PROVIDED TEXT ::
----------

Things were a bit different in college, I guess, when only .edu email holders
were on the site. I'm not sure if that's because it was a safe walled garden
for students to be themselves online or if it was because I had a much higher
ratio of close friends to extended relationships. Either way, as the site has
grown and more Bosses and Grandmas have joined, normally complex people who
interact with me differently than the Boss or Grandma were suddenly forced to
act in a lowest common denominator way.

I'll admit that the reason I left Facebook (late 2009) had little to do with
privacy or advertising and more to do with the fact that most of my friends
stopped posting pictures and self-censored because both Grandma and the Boss
might see it. If I wanted interesting human contact, Facebook was decreasingly
the place to find it.

Anyway, my gripe about the Facebook narrative, in addition to the one you just
brought up, is that Facebook is the de facto place to communicate with anyone.
It's not. It may be the path of least resistance in communicating with those
acquaintances, but there are hundreds of ways to get in touch with people now.

----------

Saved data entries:
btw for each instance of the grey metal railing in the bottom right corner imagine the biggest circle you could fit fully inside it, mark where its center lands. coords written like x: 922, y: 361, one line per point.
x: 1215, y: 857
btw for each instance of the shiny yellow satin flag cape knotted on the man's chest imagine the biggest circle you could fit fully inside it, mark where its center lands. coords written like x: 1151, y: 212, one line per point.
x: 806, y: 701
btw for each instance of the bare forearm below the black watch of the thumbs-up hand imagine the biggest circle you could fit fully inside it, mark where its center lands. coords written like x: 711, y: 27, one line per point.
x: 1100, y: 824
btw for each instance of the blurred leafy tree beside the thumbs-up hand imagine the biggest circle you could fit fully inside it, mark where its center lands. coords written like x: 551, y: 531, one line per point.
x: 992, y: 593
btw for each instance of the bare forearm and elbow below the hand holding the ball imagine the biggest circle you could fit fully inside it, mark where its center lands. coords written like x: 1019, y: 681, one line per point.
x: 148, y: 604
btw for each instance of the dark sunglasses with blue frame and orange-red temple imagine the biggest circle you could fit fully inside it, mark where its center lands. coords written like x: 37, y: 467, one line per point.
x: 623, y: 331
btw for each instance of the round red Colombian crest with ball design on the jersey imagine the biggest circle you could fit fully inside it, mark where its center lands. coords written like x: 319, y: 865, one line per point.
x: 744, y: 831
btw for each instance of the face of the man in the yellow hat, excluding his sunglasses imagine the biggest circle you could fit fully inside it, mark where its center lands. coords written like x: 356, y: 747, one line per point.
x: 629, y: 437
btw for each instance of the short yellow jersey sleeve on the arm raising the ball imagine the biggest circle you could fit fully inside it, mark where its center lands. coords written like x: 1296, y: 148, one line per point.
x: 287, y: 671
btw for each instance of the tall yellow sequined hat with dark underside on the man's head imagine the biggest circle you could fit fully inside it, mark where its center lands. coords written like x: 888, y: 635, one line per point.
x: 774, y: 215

----------

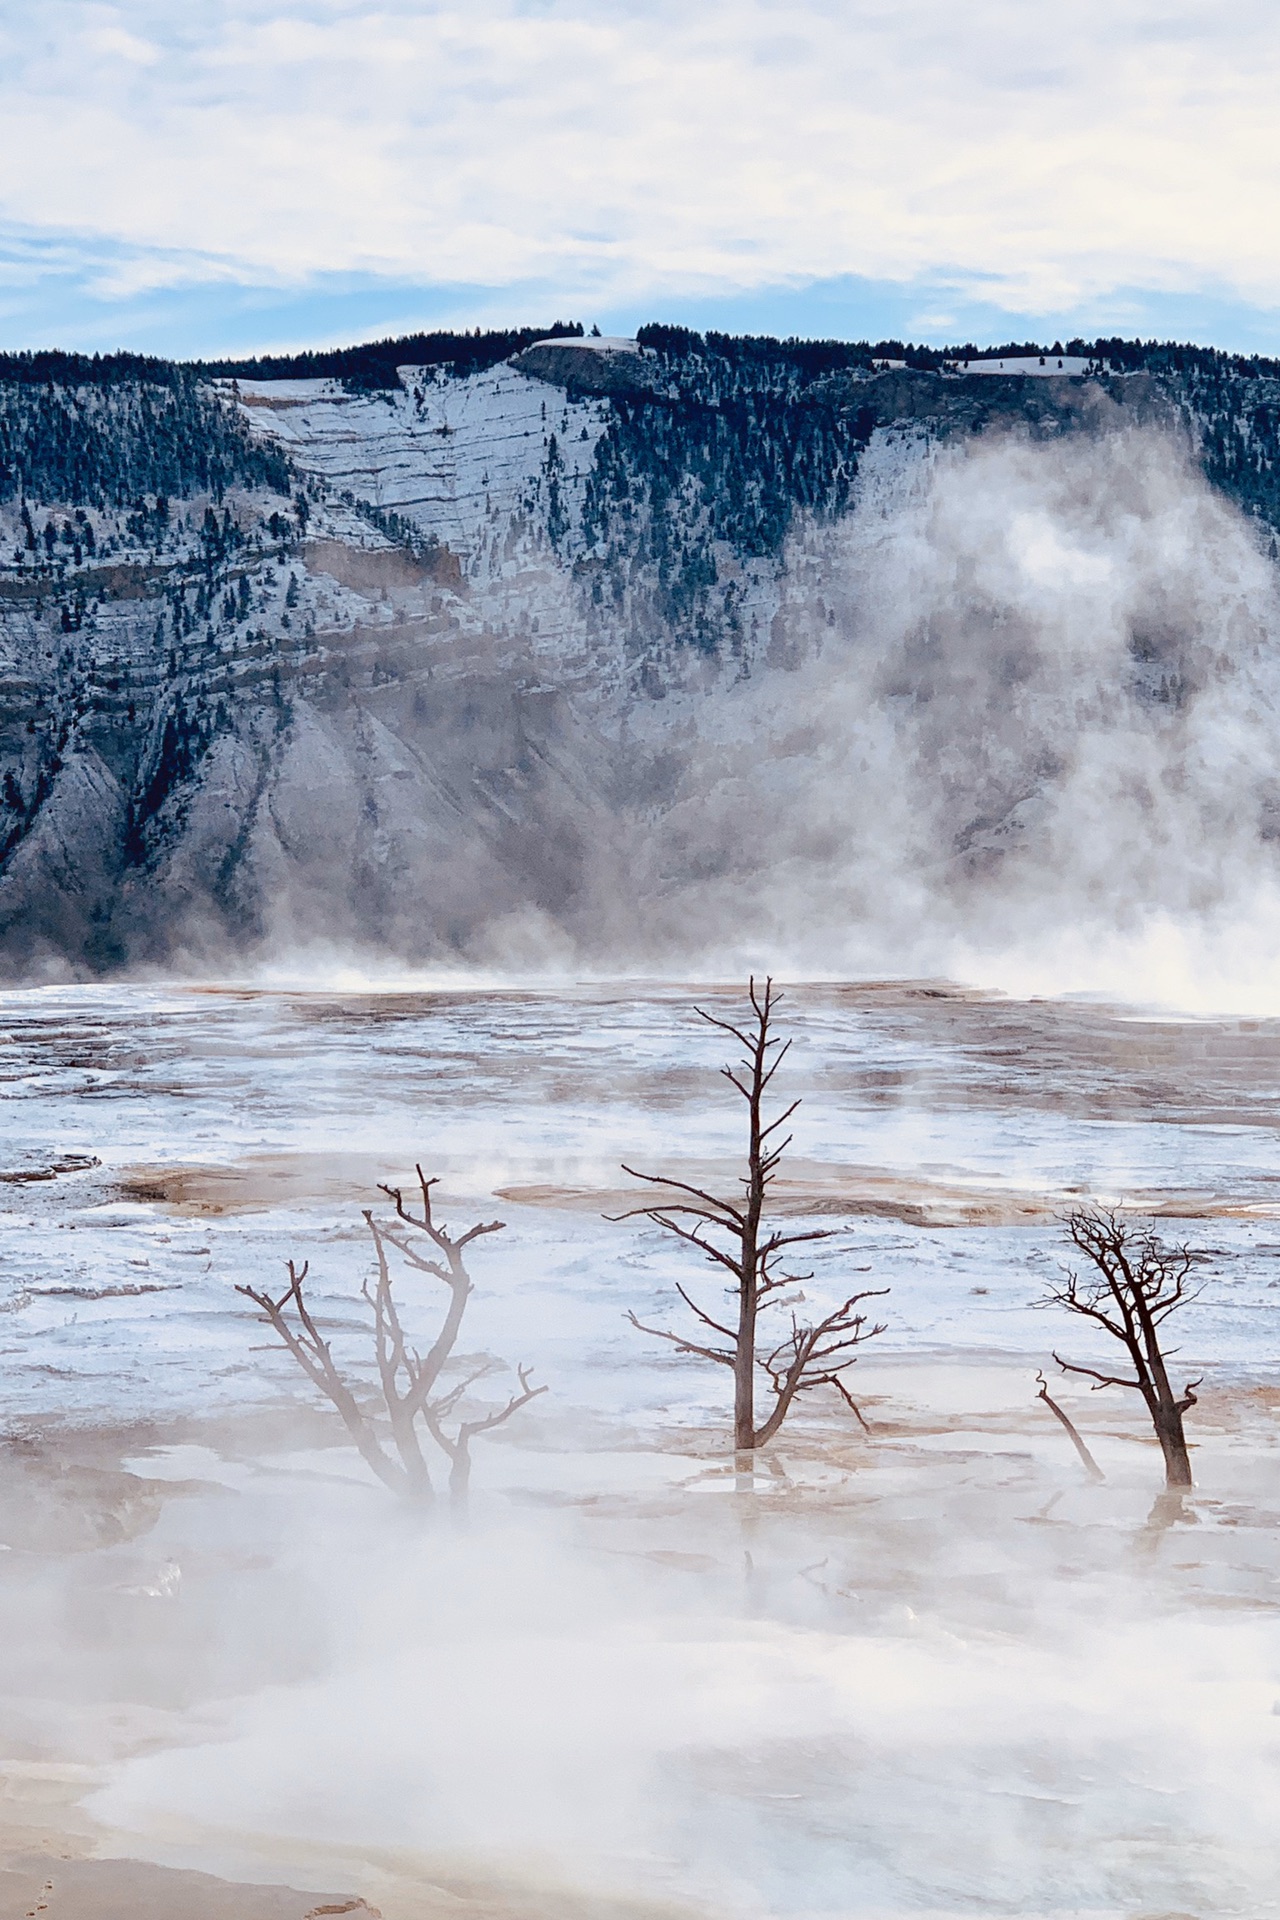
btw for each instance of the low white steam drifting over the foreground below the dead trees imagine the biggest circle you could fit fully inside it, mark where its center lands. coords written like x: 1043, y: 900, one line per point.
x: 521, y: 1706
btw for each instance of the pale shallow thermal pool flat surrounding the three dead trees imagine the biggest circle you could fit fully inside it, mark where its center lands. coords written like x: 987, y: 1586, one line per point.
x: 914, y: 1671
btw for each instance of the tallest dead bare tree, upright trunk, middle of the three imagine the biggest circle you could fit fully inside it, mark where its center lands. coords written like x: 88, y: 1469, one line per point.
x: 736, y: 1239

----------

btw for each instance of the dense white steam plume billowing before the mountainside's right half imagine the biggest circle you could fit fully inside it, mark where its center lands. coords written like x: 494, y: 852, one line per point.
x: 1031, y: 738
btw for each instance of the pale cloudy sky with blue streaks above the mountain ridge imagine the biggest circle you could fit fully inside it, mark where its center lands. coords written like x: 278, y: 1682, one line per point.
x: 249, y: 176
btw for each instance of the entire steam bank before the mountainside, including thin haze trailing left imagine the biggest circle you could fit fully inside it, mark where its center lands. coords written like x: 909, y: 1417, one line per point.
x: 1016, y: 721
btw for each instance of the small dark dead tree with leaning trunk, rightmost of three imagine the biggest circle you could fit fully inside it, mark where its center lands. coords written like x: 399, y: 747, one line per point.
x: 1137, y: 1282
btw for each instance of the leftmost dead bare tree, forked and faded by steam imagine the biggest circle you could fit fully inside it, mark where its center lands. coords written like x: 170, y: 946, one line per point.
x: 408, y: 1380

----------

TASK REQUIREMENTS ::
**1)** In the Facebook comment, when did the writer leave Facebook?
**2)** Repeat the Facebook comment from "I'll admit that" to "communicate with anyone.".

OUTPUTS BY TASK ::
**1)** Late 2009.

**2)**
I'll admit that the reason I left Facebook (late 2009) had little to do with
privacy or advertising and more to do with the fact that most of my friends
stopped posting pictures and self-censored because both Grandma and the Boss
might see it. If I wanted interesting human contact, Facebook was decreasingly
the place to find it.

Anyway, my gripe about the Facebook narrative, in addition to the one you just
brought up, is that Facebook is the de facto place to communicate with anyone.